[Stored dataset items]
"""

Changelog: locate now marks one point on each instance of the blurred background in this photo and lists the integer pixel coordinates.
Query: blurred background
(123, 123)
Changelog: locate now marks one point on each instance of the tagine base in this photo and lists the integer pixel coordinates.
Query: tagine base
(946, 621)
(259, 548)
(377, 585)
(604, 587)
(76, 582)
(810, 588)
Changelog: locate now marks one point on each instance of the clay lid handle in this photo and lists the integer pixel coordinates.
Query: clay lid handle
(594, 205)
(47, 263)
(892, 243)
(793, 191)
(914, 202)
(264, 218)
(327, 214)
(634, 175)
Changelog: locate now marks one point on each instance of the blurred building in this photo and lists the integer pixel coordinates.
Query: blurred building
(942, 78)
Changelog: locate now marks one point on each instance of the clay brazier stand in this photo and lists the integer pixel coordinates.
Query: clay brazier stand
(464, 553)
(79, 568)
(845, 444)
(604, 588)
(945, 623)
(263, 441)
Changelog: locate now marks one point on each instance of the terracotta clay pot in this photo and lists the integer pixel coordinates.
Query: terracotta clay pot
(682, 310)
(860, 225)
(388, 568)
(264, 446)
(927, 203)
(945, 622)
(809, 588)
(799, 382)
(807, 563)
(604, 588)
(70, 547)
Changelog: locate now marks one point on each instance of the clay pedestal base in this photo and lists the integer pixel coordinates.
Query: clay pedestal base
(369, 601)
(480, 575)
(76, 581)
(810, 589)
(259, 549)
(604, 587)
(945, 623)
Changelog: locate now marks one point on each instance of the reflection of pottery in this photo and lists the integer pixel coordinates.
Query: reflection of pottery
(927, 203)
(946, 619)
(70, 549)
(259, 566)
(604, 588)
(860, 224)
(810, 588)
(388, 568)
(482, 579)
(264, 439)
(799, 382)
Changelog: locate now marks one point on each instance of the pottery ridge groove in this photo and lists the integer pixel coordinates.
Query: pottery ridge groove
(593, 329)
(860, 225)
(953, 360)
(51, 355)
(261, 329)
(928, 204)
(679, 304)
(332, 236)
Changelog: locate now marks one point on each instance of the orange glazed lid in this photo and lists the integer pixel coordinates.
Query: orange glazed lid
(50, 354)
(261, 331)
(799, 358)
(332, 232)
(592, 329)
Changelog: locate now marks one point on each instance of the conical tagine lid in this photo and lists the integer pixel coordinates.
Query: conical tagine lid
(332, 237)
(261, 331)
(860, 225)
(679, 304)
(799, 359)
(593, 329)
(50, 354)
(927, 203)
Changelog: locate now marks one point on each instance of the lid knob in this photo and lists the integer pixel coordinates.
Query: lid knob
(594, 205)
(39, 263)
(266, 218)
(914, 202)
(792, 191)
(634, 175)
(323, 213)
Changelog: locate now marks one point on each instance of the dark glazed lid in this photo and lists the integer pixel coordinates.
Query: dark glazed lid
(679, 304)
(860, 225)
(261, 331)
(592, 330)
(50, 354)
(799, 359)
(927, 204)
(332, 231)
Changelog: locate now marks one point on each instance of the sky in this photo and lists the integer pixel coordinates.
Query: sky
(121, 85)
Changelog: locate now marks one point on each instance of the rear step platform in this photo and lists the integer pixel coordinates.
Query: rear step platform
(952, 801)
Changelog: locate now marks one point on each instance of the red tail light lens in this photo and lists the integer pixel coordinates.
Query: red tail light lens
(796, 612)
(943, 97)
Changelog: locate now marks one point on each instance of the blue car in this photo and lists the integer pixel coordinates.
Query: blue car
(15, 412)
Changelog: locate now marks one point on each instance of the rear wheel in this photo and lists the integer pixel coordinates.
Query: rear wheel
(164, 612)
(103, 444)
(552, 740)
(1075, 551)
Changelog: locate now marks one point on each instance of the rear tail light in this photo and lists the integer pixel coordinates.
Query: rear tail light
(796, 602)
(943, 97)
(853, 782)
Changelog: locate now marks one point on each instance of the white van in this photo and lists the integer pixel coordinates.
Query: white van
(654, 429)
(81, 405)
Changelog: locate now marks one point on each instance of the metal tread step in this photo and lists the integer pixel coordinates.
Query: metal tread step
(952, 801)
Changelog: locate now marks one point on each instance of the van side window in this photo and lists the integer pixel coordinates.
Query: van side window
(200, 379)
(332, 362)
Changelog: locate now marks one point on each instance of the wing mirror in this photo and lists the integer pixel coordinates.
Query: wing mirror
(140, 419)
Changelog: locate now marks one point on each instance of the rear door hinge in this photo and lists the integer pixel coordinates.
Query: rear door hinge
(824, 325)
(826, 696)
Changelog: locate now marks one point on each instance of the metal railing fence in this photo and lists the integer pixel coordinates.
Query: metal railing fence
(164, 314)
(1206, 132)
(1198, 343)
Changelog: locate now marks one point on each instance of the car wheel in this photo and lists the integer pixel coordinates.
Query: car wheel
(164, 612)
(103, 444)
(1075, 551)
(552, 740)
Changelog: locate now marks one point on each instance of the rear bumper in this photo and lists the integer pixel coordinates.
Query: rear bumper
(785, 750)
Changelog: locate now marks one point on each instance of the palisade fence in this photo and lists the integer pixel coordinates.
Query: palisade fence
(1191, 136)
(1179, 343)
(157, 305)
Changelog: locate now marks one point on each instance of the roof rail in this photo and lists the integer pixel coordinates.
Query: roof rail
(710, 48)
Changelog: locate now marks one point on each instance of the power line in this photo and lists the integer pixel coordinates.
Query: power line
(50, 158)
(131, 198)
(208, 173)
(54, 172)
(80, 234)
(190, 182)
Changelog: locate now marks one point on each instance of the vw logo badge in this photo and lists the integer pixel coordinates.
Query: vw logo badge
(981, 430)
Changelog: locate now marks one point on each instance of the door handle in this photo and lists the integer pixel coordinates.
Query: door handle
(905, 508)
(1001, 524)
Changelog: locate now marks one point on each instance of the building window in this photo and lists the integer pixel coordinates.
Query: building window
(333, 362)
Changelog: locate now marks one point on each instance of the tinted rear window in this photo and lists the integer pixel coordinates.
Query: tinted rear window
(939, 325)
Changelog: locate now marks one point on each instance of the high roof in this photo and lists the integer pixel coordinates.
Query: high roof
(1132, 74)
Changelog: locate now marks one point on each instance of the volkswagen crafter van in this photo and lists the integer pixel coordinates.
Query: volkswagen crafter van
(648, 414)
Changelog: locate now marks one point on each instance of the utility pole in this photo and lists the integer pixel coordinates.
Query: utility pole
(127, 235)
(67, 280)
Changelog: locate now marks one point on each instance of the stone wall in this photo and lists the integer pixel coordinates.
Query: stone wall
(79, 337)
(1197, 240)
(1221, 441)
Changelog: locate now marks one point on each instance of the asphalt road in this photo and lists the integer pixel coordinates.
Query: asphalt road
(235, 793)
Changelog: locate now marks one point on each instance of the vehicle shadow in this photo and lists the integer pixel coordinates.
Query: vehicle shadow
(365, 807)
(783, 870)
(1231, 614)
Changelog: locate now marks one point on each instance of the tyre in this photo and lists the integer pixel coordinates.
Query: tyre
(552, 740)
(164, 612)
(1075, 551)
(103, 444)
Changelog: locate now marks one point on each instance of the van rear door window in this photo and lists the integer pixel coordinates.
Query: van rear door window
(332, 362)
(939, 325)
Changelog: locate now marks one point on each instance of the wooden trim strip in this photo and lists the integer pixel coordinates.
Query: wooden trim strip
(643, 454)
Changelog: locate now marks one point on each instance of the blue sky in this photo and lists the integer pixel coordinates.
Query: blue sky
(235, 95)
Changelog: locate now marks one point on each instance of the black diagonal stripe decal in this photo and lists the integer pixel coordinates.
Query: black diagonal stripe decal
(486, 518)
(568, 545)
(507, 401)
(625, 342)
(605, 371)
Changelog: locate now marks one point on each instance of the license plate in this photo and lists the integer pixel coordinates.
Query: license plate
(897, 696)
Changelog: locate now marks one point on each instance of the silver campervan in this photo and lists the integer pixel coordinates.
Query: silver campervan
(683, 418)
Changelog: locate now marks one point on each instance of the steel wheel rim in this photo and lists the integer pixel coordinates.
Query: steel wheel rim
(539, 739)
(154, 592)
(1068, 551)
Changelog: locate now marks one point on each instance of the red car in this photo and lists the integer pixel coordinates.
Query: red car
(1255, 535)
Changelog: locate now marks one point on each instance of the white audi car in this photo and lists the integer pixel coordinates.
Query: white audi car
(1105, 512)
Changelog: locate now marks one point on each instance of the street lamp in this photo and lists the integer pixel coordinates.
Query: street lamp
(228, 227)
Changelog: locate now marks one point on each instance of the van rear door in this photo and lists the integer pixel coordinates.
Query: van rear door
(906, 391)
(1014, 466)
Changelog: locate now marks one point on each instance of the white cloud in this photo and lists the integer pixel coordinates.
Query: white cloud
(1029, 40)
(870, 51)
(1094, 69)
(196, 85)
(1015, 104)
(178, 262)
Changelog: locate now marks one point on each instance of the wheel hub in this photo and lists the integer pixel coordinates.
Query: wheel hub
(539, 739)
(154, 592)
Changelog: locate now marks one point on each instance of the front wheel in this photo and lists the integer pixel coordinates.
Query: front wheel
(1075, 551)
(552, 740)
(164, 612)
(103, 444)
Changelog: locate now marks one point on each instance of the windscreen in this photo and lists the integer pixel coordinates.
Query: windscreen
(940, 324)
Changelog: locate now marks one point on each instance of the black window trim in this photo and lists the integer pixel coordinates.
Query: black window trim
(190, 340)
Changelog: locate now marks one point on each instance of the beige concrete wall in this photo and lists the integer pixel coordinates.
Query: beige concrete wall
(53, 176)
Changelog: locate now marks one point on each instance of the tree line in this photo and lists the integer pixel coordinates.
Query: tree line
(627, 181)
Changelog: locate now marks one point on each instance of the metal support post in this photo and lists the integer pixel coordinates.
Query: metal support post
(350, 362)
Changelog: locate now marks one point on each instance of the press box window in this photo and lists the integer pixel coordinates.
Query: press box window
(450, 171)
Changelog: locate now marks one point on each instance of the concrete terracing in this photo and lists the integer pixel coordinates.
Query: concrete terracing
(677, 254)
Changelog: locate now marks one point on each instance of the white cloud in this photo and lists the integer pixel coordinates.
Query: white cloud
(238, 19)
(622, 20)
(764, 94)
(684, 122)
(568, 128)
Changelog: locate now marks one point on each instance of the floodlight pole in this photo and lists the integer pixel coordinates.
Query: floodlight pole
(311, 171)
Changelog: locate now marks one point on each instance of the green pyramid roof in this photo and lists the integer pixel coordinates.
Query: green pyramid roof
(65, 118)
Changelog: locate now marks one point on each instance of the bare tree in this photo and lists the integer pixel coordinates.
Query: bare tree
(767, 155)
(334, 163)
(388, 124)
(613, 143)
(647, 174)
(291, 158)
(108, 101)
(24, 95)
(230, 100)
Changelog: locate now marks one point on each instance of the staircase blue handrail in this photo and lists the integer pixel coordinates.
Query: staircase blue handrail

"""

• [WHAT IS EXPECTED] Starting from the line containing "of the press", repeat each line through the end of the entries, exactly.

• [CORRECT OUTPUT]
Changelog: locate now marks one point on each instance of the press box window in this photo and lists the integer pixel coordinates.
Query: press box window
(450, 171)
Changelog: locate now marks one point on each instance of the concrete terracing in this photo and lists the integer pixel coordinates.
Query: concrete terracing
(677, 254)
Changelog: locate now marks one point on each instance of the white cloud in this photo and lists the integer pixel coordinates.
Query: white cloud
(238, 19)
(622, 20)
(764, 94)
(684, 122)
(568, 128)
Changelog: locate now marks one point on each instance of the floodlight pole in this photo and lists the integer pixel coordinates.
Query: floodlight pole
(311, 171)
Changelog: locate now marks one point on each instance of the green pyramid roof in this photo and lists the integer pixel coordinates.
Query: green pyramid roof
(65, 118)
Changelog: locate now marks one point on each instance of the bare tree in this photo and lists the integer pixel coordinates.
Query: bare tree
(767, 155)
(334, 163)
(388, 124)
(613, 143)
(647, 174)
(291, 158)
(108, 101)
(24, 95)
(230, 100)
Changelog: locate now marks one point on each instance of the staircase blue handrail in this photo and lists the integer pixel coordinates.
Query: staircase blue handrail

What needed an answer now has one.